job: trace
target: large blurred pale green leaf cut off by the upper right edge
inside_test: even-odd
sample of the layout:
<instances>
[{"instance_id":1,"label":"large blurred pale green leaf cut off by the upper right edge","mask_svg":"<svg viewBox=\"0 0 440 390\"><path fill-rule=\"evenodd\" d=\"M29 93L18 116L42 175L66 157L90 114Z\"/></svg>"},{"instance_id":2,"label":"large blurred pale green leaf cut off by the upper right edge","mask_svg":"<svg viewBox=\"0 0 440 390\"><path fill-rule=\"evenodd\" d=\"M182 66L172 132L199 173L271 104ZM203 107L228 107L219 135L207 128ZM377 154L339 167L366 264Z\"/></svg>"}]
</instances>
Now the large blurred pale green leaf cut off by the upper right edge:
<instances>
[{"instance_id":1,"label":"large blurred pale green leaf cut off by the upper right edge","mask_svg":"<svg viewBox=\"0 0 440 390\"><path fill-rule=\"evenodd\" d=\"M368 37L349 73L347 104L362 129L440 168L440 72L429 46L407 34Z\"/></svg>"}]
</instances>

...

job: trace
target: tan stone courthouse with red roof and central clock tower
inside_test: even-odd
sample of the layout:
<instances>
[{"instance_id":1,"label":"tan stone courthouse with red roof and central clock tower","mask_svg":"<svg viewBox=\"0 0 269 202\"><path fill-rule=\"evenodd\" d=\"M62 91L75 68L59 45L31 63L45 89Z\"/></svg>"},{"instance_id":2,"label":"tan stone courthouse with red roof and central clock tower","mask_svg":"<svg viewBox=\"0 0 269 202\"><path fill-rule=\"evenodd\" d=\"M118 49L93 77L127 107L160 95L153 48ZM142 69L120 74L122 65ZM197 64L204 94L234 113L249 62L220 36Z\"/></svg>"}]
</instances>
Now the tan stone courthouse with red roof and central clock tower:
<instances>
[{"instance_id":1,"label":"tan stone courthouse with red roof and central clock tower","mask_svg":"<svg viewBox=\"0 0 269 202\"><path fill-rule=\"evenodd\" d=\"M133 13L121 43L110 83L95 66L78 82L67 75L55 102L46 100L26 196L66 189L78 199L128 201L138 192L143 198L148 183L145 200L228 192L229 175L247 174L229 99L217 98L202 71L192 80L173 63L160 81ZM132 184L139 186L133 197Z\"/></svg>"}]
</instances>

* * *

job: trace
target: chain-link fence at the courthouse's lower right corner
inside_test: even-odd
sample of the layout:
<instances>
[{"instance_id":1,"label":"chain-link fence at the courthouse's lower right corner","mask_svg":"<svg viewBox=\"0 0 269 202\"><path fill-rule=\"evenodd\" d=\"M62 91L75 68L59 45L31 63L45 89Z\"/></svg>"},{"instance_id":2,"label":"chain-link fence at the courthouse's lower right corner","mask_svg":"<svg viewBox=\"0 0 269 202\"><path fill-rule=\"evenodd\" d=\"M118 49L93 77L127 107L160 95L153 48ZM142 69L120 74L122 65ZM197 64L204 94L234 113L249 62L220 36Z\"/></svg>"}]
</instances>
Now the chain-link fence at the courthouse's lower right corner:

### EXERCISE BRIEF
Using the listing, copy every line where the word "lower" shows up.

### RESULT
target: chain-link fence at the courthouse's lower right corner
[{"instance_id":1,"label":"chain-link fence at the courthouse's lower right corner","mask_svg":"<svg viewBox=\"0 0 269 202\"><path fill-rule=\"evenodd\" d=\"M62 91L75 68L59 45L31 63L45 89Z\"/></svg>"},{"instance_id":2,"label":"chain-link fence at the courthouse's lower right corner","mask_svg":"<svg viewBox=\"0 0 269 202\"><path fill-rule=\"evenodd\" d=\"M118 49L93 77L127 107L160 95L153 48ZM142 69L120 74L122 65ZM197 64L204 94L234 113L249 62L220 36Z\"/></svg>"}]
Now the chain-link fence at the courthouse's lower right corner:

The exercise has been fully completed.